Work item — Below are the records; give again exactly the line with "Would you mind indicating the white road", the line with "Would you mind indicating the man in white", and each line that lies between them, and nothing besides.

Dataset extract —
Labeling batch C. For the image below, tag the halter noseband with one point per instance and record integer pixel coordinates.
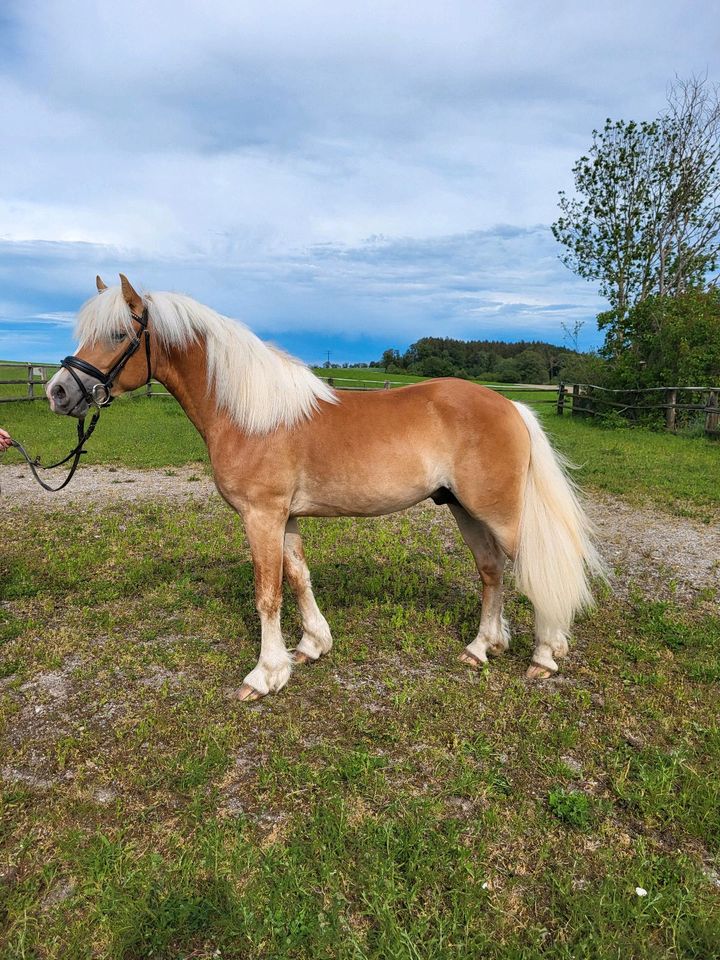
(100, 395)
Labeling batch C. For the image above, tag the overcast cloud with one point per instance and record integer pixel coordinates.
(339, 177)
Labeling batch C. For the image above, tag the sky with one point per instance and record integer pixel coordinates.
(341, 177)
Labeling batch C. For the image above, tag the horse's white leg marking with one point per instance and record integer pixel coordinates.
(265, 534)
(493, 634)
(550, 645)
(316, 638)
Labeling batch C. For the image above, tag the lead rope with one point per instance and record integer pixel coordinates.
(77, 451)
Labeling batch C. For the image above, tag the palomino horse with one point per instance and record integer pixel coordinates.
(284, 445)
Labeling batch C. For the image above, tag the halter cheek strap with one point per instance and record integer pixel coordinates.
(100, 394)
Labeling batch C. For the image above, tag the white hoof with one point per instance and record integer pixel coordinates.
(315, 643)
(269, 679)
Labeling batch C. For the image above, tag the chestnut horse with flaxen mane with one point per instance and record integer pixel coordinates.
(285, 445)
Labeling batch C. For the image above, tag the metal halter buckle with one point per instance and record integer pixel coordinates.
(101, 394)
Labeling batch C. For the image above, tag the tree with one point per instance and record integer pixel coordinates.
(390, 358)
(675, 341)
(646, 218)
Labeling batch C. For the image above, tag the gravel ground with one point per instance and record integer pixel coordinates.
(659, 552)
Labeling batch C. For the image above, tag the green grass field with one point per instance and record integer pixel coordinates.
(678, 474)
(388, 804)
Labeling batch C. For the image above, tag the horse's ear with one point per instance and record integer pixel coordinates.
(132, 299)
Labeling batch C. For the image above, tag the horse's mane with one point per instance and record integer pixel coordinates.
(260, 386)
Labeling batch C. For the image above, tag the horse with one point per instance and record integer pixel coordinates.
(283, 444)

==

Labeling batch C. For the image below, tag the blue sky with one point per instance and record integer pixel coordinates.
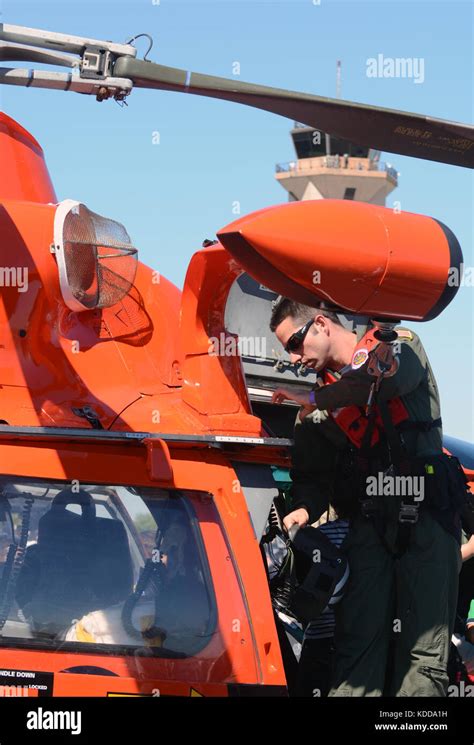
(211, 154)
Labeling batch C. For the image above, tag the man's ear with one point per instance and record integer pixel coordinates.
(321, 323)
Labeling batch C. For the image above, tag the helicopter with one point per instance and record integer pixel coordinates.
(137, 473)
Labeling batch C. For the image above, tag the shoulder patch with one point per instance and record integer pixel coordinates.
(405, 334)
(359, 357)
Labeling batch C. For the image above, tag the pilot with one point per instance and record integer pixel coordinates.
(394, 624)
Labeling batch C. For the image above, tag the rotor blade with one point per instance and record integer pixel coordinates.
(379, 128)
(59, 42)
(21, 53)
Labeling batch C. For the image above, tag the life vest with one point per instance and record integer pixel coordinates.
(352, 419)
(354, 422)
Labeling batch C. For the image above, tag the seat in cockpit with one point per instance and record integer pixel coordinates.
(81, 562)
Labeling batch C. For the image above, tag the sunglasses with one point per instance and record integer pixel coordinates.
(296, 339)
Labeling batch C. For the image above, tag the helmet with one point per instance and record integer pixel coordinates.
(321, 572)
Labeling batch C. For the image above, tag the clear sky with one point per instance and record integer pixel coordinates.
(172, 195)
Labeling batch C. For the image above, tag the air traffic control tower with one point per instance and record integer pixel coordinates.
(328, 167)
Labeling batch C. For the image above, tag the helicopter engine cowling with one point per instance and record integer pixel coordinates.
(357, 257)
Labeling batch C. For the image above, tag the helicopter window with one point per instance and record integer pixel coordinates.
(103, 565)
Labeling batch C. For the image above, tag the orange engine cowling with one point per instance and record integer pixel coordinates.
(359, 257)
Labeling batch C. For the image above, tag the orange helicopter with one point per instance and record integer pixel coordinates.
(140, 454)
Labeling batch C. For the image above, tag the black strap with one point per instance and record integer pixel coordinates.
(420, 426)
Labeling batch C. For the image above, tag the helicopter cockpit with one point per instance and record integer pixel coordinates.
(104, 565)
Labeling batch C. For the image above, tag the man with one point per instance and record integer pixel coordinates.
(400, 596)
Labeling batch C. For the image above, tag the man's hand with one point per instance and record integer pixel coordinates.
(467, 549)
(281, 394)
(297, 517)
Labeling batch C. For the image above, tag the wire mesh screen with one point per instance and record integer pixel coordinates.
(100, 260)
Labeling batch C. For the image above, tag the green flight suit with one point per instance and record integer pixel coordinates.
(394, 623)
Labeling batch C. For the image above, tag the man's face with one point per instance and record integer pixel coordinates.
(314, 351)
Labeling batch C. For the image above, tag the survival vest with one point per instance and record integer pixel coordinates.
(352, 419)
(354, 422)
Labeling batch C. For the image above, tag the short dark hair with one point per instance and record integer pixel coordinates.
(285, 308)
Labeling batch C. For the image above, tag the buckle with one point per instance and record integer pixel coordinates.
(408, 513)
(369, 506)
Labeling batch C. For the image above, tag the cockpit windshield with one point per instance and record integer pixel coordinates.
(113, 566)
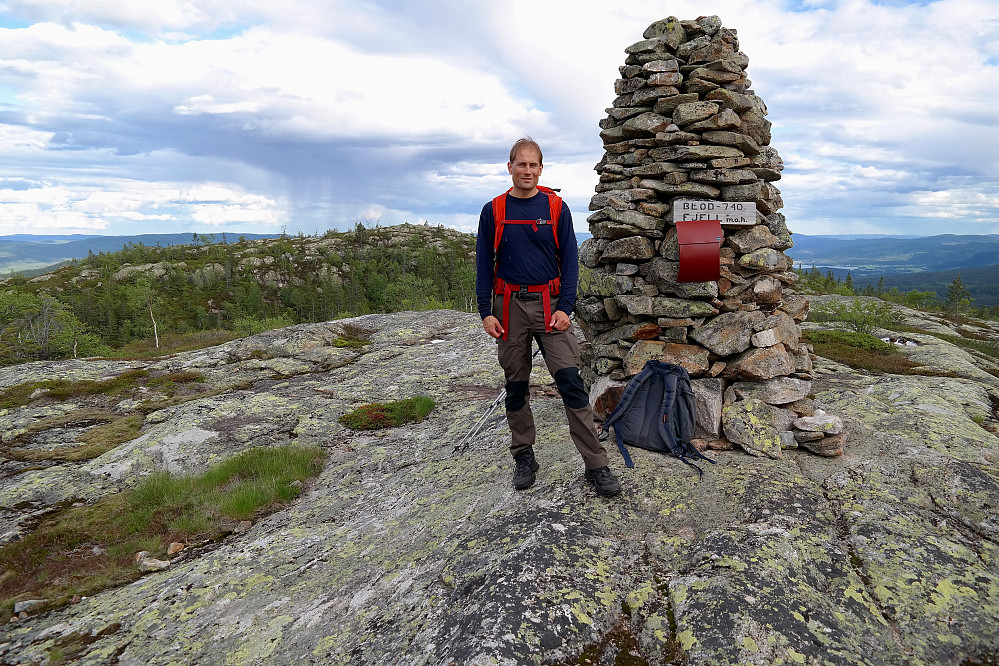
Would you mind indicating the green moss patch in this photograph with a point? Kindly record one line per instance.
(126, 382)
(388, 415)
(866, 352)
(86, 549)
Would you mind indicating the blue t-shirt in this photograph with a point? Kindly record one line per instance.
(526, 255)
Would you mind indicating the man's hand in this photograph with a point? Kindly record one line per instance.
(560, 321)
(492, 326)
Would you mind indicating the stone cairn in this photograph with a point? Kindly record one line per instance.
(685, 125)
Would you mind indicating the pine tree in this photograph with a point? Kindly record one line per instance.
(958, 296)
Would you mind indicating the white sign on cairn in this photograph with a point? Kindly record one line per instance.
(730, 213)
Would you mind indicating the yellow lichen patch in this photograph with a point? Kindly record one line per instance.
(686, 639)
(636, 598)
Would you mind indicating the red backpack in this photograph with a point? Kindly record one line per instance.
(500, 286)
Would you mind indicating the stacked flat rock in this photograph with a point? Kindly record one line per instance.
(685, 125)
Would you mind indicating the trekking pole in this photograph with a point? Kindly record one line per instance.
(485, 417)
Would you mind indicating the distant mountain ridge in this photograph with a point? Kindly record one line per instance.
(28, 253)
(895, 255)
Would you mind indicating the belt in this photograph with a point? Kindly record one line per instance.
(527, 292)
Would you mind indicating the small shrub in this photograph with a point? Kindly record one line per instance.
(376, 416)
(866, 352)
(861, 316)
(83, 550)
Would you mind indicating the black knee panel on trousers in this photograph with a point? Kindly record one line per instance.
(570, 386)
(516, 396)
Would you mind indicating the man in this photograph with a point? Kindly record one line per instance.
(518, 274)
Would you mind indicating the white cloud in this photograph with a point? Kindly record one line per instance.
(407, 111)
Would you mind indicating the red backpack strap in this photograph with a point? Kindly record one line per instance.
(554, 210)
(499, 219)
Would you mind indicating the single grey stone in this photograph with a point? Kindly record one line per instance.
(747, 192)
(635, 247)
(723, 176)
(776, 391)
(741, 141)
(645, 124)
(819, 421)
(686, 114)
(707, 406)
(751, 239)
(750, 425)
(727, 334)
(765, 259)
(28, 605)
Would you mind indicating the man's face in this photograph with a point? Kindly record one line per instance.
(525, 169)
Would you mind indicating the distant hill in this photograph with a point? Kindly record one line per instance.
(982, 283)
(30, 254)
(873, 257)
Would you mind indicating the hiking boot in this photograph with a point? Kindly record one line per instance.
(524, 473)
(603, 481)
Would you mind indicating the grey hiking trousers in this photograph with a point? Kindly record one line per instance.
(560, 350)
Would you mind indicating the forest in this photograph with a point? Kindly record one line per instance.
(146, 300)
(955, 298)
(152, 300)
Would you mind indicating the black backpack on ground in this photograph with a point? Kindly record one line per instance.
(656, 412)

* * *

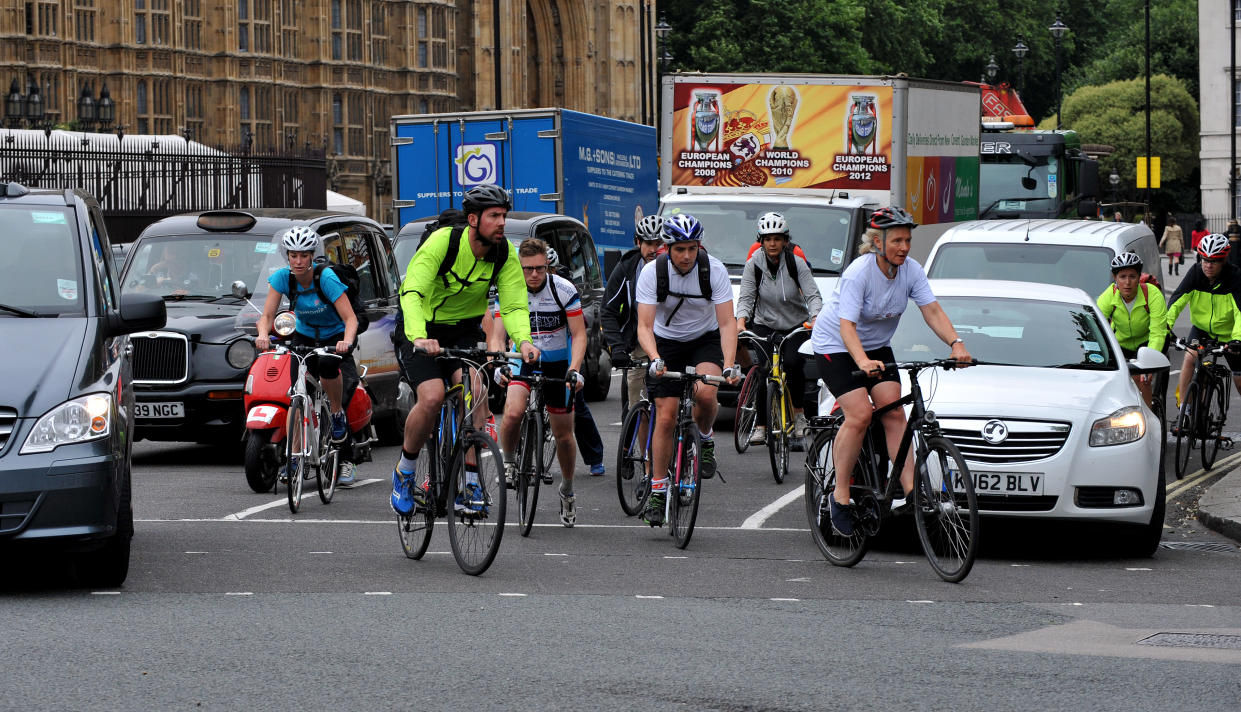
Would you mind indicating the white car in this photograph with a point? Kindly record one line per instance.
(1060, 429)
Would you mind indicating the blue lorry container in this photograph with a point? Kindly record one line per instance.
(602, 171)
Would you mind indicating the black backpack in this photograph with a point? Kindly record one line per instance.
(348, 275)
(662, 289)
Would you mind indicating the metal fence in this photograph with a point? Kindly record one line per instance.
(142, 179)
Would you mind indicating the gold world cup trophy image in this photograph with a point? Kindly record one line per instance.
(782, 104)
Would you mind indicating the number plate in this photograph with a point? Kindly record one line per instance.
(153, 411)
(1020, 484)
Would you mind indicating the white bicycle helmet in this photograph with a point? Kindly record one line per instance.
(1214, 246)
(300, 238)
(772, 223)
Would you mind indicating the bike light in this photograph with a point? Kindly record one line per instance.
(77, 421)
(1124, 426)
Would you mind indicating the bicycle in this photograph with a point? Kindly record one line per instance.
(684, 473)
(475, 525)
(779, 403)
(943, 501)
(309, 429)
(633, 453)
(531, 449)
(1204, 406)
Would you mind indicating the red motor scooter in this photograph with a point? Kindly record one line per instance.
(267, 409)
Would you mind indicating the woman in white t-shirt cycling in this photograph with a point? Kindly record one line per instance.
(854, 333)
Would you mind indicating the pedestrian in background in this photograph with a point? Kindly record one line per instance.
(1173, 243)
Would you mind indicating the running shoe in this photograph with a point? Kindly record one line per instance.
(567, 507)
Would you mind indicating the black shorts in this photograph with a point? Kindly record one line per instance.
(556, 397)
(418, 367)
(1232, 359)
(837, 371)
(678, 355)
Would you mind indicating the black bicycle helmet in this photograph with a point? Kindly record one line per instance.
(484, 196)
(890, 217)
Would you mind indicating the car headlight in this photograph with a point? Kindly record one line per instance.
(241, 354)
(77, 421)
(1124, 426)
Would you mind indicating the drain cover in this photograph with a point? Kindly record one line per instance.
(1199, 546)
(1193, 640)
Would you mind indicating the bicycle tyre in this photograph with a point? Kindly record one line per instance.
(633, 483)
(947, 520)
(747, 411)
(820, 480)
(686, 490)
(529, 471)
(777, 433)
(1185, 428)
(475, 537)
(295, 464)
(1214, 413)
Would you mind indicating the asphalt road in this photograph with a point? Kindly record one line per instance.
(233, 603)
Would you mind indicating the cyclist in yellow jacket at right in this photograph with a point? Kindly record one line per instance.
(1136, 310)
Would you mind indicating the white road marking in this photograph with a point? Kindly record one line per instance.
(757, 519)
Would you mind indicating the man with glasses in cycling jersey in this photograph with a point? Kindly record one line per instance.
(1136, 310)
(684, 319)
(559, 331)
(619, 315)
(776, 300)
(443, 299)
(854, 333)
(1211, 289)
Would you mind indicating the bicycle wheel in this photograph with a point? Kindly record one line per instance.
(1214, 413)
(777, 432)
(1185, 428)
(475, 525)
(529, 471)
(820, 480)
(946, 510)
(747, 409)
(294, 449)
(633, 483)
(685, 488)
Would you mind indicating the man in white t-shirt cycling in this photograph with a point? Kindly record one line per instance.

Result —
Would you mind indicating the white road marking in this photograph with a point? Kindly record one line per instance.
(757, 519)
Would you mind indicating the man with glasses in cycling jersey in this photograph with a point? Kindly record one line per instance.
(1136, 310)
(684, 319)
(559, 331)
(619, 315)
(776, 300)
(443, 299)
(854, 333)
(1211, 289)
Would you mind indicating the bicycle wheel in this photograph with a point? Kindly record one line per instance.
(1214, 413)
(777, 432)
(1185, 428)
(475, 525)
(529, 471)
(820, 480)
(946, 510)
(747, 409)
(294, 449)
(633, 483)
(685, 488)
Would you mind indicating the man in white t-shirt cycling in this photograph with a point? Kindly record one line per instance.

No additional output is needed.